** Task 1 **
Retype the section of the tutorial on functions on instances below, between "Let us start" and "whether someone joins?", inclusive, with no changes.

^^^^^^^^^^^^^^^^

Functions on instances

Let us start by solving our first problem. We somehow need to find out who is in our game. Previously, we have worked with Services such as the Workspace, ServerScriptService, and ServerStorage services. But as you can see in the Explorer frame, there are many more services. There are even services that do not show up in Explorer. For now, that is not important. The service that we need to make our application is called Players. This service knows everything about the players in our game. But how do we detect whether someone joins?

A Player instance for each player is made when they join our game. This Player instance can be found inside the Players service. Previously, we learned that parts inside a model, or anything else, are considered Children. If a part is directly inside the Workspace service, the part is a child of the Workspace service. Therefore, the Workspace service is the parent of this part. So, the :FindFirstChild() function is called on the Parent instance and looks for a Child instance with a particular name. If it can find the instance we are looking for, a reference to this instance is returned.

We know the Player instance is inside the Players service. Therefore, we can assume that the Player instance is a child of the Players service. Because of this, we can use the :FindFirstChild() function in the Players service to find the Player instance. Take a look at the following:

local Players = game:GetService("Players")

function findPlayer(username)

    local player = Players:FindFirstChild(username)

    if player ~= nil then

        print(player.Name .. " found!")

    else

        print(username .. " is not in-game.")

    end

end

task.wait(1)

findPlayer("YourUsername")

^^^^^^^^^^^^^^^^

** Task 2 **
Convert the records below, from the line holding "the car windshield" through the end of the records, inclusive, into a JSON list of strings with one string per line and blank lines omitted.

** Source material **

^^^^^^^^^^^^^^^^

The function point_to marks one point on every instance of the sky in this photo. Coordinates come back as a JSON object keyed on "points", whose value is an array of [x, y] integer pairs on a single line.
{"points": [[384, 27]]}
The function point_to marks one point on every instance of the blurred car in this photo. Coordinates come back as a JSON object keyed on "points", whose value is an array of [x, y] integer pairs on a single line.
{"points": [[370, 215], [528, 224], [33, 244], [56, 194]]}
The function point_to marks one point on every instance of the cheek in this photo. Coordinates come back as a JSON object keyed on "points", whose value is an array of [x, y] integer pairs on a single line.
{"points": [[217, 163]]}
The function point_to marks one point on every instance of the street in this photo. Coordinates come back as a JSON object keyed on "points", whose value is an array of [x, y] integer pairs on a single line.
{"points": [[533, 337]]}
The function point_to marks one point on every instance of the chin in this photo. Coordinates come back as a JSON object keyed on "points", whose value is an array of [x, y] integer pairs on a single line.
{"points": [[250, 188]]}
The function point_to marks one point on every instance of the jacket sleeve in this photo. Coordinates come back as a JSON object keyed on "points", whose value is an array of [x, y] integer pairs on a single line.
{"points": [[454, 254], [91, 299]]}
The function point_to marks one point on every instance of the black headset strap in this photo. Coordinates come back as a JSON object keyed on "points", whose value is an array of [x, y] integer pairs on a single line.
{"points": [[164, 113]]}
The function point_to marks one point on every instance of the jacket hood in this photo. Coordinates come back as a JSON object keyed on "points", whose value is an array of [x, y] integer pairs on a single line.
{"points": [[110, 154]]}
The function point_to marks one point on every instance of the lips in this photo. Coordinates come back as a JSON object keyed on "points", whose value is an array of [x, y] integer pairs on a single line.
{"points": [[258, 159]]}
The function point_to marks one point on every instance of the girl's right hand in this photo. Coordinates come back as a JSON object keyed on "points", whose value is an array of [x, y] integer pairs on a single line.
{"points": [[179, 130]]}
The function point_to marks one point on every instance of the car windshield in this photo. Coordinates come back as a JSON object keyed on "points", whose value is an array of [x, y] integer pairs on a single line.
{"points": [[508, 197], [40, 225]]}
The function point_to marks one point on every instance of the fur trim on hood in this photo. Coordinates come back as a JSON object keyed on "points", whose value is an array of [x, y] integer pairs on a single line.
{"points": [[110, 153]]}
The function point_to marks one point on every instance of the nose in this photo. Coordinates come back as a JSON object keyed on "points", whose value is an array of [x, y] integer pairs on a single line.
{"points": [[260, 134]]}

^^^^^^^^^^^^^^^^

** Task output 1 **
Let us start by solving our first problem. We somehow need to find out who is in our game. Previously, we have worked with Services such as the Workspace, ServerScriptService, and ServerStorage services. But as you can see in the Explorer frame, there are many more services. There are even services that do not show up in Explorer. For now, that is not important. The service that we need to make our application is called Players. This service knows everything about the players in our game. But how do we detect whether someone joins?

** Task output 2 **
[
  "The function point_to marks one point on every instance of the car windshield in this photo. Coordinates come back as a JSON object keyed on \"points\", whose value is an array of [x, y] integer pairs on a single line.",
  "{\"points\": [[508, 197], [40, 225]]}",
  "The function point_to marks one point on every instance of the fur trim on hood in this photo. Coordinates come back as a JSON object keyed on \"points\", whose value is an array of [x, y] integer pairs on a single line.",
  "{\"points\": [[110, 153]]}",
  "The function point_to marks one point on every instance of the nose in this photo. Coordinates come back as a JSON object keyed on \"points\", whose value is an array of [x, y] integer pairs on a single line.",
  "{\"points\": [[260, 134]]}"
]